(Beginning of TEXT)
A popular Queensland snake catcher has shared the “freak” moment she was bitten by an eastern brown snake in her Sunshine Coast backyard.
Mikayla, who works for Sunshine Coast Snake Catchers 24/7, was walking outside her house “barefoot (mistake number one) and wasn’t watching where I was walking (mistake number two)”, she wrote in a post on Facebook, alongside video of the moment and photos of her bite in the aftermath.
“I was walking when I stood on something and I felt a sharp pain in my left foot,” Mikayla continued.
“I looked down and saw an Eastern Brown Snake (Pseudonaja Textillis) quickly slither away (proof that snakes just want to escape).
“I immediately walked around the side of my house, away from the snake, sat down, called my dad and told him to bring a snake bite bandage as I’d just been bitten. Within two minutes of the bite occurring, we had the pressure immobilisation bandage on and Queensland Ambulance Service on the way.”
Within five minutes of being bitten, Mikayla continued, she began experiencing abdominal pain, vomiting, severe pain in the leg, profuse sweating, headache and high blood pressure.
“Once I arrived at the hospital they immediately took bloods, and within an hour, came back and said they were needing to administer antivenene as I had been envenomated,” she said.
“I was given two vials of antivenene, with thankfully only a mild reaction of hives. A few hours after the bite, I was experiencing severe weakness in my left leg, causing me to be unable to walk without assistance or a mobility aid. This has only gotten better in the last day.”
Mikayla said that her intention was not for “snakes to be villainised because of this complete freak accident”.
“I am exposed to danger every single day in my line of work as a snake catcher, and the one time I’m bitten, was a freak accident where I accidentally stood on a snake out the back of my house,” she said.
“Immediately after the snake bit me, it fled, their only defence mechanism in a situation of perceived danger is to bite. They can’t scream, they can’t yell, they can’t punch; all they can do is bite. There is never ANY reason to kill a snake, leave them be and they will flee.”
According to the most recent Queensland Health data, emergency department presentations for snake bites rose from 1094 cases in 2023 to 1257 in 2024, an increase of 15 per cent.
Last December alone, there were 160 snake bite cases at public emergency departments.
The eastern brown snake – whose venom can be fatal in less than 30 minutes after a strike – is responsible for the most snake-related deaths in Australia (though such incidents are rare).
“They’re the only snakes in the world that regularly kill people in under 15 minutes,” University of Queensland biologist and snake researcher Professor Bryan Fry previously told the ABC.
“Even more insidiously than that is that for the first 13 minutes, you’re going to feel fine.”
(End of TEXT)
■ **REQUIREMENT**:
According to the snake bite article, how many vials of antivenene was Mikayla given at the hospital?
(Beginning of GIVEN INFORMATION)
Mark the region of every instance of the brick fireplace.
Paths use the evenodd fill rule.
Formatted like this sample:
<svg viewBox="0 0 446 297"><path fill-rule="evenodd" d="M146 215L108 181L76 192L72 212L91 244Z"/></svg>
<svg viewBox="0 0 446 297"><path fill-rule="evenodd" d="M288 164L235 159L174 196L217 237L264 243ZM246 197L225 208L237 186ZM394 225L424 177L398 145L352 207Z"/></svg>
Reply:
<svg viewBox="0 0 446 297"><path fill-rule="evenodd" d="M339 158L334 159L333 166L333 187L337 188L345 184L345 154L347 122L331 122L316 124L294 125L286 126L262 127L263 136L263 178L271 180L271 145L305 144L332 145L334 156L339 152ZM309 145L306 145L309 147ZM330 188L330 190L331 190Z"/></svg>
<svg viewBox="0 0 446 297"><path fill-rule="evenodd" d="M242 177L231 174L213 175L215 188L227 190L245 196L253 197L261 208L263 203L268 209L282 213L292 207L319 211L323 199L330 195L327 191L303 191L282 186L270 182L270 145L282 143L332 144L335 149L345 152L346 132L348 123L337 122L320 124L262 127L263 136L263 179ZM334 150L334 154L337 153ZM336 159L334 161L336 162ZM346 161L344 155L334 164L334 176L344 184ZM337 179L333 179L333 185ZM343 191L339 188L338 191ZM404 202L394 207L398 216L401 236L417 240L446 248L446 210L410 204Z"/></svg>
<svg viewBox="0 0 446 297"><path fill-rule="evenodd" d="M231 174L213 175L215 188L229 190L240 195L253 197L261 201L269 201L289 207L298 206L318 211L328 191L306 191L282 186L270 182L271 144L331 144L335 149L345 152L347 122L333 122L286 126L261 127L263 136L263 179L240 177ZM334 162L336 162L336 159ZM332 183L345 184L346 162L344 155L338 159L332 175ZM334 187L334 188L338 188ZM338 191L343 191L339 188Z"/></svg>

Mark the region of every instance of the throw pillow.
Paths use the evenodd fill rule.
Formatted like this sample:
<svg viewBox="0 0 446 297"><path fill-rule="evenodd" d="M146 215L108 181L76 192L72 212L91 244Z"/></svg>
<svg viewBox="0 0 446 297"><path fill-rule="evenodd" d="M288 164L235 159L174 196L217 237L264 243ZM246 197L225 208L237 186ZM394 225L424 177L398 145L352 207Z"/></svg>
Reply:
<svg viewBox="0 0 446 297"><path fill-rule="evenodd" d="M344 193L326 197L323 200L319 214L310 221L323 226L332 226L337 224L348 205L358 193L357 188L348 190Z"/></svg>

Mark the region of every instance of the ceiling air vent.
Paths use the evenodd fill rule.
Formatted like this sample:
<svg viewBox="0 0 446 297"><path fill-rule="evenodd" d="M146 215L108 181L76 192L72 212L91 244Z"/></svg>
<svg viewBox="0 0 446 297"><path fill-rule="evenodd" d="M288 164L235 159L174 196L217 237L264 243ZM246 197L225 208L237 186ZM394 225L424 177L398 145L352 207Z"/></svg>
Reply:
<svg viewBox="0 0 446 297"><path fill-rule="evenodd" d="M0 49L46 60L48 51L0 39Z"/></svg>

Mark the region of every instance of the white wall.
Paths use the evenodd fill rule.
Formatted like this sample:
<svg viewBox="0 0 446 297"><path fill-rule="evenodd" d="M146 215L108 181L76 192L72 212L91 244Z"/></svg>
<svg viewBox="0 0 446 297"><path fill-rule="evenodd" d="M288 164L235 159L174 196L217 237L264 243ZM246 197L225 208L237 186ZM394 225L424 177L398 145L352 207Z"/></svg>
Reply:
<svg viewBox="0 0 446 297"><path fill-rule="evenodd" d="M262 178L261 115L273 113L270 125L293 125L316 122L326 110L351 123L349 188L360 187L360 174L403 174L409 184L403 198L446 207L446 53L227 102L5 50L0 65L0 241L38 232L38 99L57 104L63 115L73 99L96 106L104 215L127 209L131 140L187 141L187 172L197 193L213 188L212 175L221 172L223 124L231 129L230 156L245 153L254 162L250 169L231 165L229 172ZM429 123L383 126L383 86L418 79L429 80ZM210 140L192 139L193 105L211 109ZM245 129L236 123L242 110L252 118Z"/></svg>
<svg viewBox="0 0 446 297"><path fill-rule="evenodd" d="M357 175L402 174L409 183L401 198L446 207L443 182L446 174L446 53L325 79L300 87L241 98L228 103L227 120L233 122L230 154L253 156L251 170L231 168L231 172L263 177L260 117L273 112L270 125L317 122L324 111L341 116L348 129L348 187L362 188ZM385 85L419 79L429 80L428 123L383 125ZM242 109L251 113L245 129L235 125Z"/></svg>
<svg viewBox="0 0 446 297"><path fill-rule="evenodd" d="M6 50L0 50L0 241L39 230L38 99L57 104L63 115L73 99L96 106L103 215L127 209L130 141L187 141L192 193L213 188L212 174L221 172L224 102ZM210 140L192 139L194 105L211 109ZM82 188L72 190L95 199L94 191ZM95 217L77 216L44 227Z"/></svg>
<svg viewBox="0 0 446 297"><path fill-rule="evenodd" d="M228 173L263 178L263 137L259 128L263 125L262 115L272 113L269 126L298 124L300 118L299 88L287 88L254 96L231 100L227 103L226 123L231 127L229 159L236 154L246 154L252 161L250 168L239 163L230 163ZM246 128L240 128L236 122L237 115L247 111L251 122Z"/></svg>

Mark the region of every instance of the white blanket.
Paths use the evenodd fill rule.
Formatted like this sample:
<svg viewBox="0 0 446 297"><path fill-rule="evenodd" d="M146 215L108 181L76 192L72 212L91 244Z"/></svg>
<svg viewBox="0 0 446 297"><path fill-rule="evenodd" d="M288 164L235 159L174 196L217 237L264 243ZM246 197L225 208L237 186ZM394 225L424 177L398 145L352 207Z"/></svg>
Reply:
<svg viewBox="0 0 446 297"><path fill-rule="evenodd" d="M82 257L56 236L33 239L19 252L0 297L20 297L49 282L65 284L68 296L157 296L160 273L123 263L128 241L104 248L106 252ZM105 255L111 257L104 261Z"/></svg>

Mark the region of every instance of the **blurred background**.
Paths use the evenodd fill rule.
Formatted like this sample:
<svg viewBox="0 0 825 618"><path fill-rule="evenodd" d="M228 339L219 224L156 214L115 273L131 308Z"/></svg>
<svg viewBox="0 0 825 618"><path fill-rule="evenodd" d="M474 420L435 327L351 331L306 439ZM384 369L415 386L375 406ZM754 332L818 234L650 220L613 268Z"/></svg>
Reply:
(End of GIVEN INFORMATION)
■ **SOLUTION FOR THIS TASK**:
Two vials.